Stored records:
>> start
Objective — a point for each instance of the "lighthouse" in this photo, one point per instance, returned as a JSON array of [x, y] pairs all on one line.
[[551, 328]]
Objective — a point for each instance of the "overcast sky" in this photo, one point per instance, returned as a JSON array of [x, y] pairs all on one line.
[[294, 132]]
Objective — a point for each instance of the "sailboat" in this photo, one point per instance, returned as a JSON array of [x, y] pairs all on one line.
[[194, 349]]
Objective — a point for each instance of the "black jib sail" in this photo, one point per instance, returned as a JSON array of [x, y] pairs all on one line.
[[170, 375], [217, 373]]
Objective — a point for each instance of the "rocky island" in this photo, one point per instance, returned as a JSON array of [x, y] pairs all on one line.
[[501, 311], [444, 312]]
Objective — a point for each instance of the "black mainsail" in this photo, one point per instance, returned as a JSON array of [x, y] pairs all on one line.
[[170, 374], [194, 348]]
>> end
>> start
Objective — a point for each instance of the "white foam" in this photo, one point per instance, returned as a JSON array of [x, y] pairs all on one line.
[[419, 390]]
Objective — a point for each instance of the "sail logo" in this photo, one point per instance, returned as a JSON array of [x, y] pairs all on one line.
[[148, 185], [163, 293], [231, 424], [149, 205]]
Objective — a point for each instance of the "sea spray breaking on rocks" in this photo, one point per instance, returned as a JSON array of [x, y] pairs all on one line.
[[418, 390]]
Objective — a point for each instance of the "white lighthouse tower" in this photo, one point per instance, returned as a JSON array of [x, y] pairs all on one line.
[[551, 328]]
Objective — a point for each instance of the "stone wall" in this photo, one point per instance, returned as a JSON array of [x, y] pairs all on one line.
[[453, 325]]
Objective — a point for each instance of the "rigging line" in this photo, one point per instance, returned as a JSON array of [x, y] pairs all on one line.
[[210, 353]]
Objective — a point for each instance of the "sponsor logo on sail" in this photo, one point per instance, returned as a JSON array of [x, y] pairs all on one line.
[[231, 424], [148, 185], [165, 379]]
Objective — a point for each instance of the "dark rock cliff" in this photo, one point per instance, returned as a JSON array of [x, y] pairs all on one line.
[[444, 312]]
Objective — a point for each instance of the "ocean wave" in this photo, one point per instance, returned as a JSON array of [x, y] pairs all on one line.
>> end
Problem description – How many lines in the records above contain the string "lighthouse"? Reply with the number only.

Solved problem – 2